»»

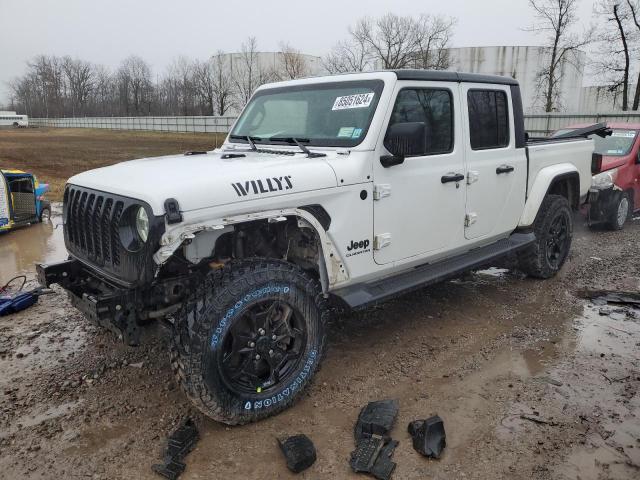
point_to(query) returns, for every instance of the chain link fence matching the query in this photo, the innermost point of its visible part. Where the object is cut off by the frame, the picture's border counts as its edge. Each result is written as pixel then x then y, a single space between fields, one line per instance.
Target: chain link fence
pixel 538 125
pixel 155 124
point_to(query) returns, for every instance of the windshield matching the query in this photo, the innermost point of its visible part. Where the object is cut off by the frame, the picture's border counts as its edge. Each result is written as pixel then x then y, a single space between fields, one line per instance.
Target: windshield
pixel 329 114
pixel 618 144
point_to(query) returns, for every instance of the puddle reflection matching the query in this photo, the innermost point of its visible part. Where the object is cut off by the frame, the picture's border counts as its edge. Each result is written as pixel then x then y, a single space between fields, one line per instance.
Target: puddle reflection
pixel 22 248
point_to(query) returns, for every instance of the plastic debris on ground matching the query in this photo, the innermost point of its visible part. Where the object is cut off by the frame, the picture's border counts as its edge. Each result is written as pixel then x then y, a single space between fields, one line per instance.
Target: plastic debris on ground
pixel 299 452
pixel 429 437
pixel 180 443
pixel 374 447
pixel 20 300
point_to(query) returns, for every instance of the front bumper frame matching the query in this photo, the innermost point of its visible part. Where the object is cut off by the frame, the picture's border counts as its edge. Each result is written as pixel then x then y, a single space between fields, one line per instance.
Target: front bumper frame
pixel 104 304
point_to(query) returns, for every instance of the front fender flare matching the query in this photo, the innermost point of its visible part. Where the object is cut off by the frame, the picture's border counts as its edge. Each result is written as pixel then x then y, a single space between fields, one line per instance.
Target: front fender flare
pixel 331 266
pixel 539 189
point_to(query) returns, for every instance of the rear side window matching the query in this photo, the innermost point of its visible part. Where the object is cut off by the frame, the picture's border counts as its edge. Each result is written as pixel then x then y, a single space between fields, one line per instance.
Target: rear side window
pixel 488 119
pixel 434 108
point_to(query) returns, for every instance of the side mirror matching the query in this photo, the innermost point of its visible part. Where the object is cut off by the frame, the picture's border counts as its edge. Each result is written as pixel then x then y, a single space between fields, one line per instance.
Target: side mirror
pixel 596 163
pixel 406 139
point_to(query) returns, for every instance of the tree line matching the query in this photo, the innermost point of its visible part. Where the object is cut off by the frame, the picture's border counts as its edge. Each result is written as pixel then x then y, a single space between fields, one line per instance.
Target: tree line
pixel 63 86
pixel 54 86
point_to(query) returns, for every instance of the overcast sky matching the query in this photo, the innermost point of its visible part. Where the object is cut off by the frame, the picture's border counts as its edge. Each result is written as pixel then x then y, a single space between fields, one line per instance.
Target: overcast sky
pixel 106 31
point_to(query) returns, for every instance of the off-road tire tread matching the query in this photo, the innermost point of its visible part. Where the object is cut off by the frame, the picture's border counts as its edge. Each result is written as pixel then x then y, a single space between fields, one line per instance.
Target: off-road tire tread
pixel 531 260
pixel 216 287
pixel 612 223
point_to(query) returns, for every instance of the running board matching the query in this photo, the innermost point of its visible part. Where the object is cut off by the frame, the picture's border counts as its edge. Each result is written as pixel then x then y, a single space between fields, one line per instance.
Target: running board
pixel 359 296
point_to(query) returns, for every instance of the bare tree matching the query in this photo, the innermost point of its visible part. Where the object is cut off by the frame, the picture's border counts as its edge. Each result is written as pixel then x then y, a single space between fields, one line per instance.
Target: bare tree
pixel 80 80
pixel 392 42
pixel 555 19
pixel 249 73
pixel 633 10
pixel 433 35
pixel 391 39
pixel 203 83
pixel 293 64
pixel 245 71
pixel 223 85
pixel 134 85
pixel 348 56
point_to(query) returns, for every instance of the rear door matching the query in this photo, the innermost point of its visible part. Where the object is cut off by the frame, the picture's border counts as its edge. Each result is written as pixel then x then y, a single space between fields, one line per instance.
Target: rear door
pixel 497 170
pixel 415 213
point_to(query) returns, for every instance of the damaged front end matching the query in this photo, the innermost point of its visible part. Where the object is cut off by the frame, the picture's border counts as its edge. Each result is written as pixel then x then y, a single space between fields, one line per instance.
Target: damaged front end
pixel 119 309
pixel 604 196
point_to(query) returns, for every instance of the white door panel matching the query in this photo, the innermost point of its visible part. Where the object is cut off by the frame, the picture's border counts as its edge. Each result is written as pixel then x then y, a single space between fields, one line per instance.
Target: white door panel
pixel 497 175
pixel 421 214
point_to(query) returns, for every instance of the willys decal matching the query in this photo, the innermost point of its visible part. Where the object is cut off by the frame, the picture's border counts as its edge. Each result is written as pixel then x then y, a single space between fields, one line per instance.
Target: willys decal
pixel 259 186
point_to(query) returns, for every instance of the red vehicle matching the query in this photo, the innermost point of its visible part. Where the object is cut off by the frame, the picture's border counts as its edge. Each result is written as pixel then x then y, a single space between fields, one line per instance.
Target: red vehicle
pixel 615 191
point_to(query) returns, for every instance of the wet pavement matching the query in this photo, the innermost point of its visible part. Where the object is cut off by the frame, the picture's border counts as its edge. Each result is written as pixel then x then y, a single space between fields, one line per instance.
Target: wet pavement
pixel 20 249
pixel 532 381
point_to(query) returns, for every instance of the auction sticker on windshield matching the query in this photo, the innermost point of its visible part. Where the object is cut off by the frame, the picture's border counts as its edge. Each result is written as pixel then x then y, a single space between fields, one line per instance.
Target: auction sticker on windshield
pixel 359 100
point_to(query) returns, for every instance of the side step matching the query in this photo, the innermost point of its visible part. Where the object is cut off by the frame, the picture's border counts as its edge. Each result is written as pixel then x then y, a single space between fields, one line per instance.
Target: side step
pixel 359 296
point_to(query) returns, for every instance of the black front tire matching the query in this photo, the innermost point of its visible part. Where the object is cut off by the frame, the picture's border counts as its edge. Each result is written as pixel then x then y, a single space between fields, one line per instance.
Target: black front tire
pixel 620 212
pixel 220 332
pixel 553 229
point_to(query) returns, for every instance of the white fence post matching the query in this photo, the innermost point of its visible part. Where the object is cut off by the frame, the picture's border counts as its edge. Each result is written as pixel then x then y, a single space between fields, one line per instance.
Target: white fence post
pixel 537 124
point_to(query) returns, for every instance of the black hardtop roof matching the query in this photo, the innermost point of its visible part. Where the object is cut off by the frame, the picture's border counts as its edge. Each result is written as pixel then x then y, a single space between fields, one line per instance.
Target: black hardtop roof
pixel 448 76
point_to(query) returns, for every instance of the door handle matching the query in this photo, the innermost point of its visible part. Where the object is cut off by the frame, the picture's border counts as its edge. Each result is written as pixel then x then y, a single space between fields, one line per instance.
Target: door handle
pixel 452 177
pixel 504 169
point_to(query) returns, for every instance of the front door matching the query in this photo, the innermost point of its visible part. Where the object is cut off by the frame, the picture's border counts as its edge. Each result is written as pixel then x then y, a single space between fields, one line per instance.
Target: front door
pixel 497 170
pixel 419 205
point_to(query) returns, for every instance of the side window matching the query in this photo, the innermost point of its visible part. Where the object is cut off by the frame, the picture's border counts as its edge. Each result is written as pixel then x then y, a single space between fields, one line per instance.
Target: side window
pixel 488 119
pixel 434 108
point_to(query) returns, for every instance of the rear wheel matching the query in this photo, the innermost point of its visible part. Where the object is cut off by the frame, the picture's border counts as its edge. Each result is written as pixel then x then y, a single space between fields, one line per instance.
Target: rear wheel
pixel 553 229
pixel 250 340
pixel 620 213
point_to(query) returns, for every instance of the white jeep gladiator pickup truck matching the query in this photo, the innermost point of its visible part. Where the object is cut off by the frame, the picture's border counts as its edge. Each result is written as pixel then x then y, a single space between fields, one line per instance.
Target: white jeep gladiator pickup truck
pixel 342 190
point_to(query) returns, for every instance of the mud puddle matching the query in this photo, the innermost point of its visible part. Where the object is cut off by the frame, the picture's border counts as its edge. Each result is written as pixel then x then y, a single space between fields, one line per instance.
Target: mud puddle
pixel 22 248
pixel 481 351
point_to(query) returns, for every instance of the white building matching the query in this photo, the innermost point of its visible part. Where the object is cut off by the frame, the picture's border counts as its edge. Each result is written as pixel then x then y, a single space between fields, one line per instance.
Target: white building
pixel 524 64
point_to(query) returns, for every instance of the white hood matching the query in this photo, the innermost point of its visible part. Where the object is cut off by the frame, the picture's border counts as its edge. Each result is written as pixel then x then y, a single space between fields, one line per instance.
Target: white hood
pixel 207 180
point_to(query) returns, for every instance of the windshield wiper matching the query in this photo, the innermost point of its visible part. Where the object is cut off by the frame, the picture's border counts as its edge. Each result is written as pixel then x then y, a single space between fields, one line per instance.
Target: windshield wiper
pixel 298 142
pixel 250 140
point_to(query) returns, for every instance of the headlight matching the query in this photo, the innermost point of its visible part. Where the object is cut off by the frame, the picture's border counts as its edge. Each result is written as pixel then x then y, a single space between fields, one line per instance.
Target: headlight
pixel 142 224
pixel 605 179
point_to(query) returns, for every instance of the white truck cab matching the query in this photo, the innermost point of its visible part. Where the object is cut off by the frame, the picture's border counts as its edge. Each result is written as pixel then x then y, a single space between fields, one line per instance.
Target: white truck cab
pixel 342 190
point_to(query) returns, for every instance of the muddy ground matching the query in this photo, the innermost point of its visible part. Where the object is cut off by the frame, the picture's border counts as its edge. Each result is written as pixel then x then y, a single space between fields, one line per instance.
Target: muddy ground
pixel 480 351
pixel 55 154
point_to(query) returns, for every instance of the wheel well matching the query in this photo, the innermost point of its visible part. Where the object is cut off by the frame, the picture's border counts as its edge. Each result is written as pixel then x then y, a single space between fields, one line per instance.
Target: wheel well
pixel 568 186
pixel 290 239
pixel 632 202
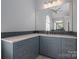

««

**Short exercise:**
Format every line from the start of the entries down to the line containing "pixel 155 124", inclusive, as a JSON list of strings with one string per line and no blank lines. Leave the pictures out of the answer.

**Answer for this exercise:**
[
  "point_to(query) returns, for every instance of the chain link fence matching the query in this photo, the innermost point of its visible part. Where the object is cut off by the frame, the picture's border counts as its edge. Each result is written as pixel then x then y, a single space between fields, one line per instance.",
  "Target: chain link fence",
  "pixel 538 125",
  "pixel 155 124"
]